> [Written task a] Filter the entries below, copying out every line that contains the string "dress". Treat the match as case-sensitive.

> [Source passage]
========

Haha! I just can't do it! I agree with what has been said above, and it's just not in my nature! I take a strange amount of pride in my profile, and wouldn't want to stuff up someone else's! 

EDIT - Done! Aaaaah yesssss!


----------



## NewOobY (16/2/16)

hahahahahaha nice one bro  - thanks. That musta felt awesome ....


----------



## NewOobY (16/2/16)

now this next post is going to be really dumb - I don't want anymore dumb rating's lol. As good as it must feel for my fellow vapers, and I feel awesome for affording you that awesome feeling. No more

Reactions: Funny 1


----------



## Stosta (16/2/16)

NewOobY said:


> now this next post is going to be really dumb - I don't want anymore dumb rating's lol. As good as it must feel for my fellow vapers, and I feel awesome for affording you that awesome feeling. No more


Hahahahaha!


----------



## NewOobY (16/2/16)

Going to try all the stuff I can in this thread.


----------



## Khan83 (16/2/16)

NewOobY said:


> lol I feel that I'm a grammar nazi - however someone's grammar won't make me click on the dumb button. I wouldn't even consider clicking the bad-spelling button - I would most likely correct the spelling highlighting the correction in bold and tag them .

========

> [Dataset records]

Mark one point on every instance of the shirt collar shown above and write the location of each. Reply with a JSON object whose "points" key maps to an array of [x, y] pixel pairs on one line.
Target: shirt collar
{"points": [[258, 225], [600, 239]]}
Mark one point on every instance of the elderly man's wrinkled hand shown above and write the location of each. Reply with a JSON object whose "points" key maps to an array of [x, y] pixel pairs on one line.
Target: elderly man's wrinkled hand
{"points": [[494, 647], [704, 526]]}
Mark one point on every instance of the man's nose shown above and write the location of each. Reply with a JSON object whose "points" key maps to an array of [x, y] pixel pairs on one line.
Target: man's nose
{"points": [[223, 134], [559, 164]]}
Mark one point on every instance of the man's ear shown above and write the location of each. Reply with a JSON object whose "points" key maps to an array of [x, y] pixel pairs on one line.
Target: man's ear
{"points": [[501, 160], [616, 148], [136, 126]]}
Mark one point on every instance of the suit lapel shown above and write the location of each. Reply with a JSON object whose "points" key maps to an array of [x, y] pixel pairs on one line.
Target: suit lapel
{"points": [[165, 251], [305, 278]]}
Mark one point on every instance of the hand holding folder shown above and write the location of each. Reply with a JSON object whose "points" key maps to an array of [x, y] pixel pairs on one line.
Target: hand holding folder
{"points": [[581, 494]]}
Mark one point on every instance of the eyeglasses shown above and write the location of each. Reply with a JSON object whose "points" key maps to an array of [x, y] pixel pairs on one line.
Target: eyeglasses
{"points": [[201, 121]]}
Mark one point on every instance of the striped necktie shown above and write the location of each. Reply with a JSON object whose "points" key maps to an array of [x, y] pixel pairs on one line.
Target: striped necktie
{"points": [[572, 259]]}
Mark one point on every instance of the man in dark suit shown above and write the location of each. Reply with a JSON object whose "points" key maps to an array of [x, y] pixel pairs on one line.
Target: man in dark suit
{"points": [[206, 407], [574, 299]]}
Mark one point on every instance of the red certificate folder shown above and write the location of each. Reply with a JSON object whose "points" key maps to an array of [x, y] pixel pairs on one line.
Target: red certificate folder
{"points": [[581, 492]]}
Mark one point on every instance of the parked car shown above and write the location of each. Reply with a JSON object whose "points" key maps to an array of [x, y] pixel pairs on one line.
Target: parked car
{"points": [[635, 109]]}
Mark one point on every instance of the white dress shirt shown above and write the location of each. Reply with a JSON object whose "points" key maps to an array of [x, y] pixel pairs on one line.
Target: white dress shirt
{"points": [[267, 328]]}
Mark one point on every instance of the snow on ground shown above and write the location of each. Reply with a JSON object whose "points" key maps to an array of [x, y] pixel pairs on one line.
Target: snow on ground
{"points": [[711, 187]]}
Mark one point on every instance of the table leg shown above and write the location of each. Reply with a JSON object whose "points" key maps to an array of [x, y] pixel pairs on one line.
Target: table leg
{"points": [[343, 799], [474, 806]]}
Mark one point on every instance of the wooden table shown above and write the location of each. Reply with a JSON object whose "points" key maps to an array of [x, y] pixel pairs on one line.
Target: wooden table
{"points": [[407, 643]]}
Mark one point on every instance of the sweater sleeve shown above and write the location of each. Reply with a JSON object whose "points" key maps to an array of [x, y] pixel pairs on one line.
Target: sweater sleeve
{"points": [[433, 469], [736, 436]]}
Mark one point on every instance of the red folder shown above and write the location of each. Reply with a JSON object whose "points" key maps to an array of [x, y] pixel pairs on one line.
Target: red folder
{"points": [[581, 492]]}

========

> [Written task b] In the forum thread, what does NewOobY say he would most likely do instead of clicking the bad-spelling button?

> [Task answer a]
Mark one point on every instance of the white dress shirt shown above and write the location of each. Reply with a JSON object whose "points" key maps to an array of [x, y] pixel pairs on one line.
Target: white dress shirt

> [Task answer b] He would most likely correct the spelling, highlight the correction in bold, and tag them.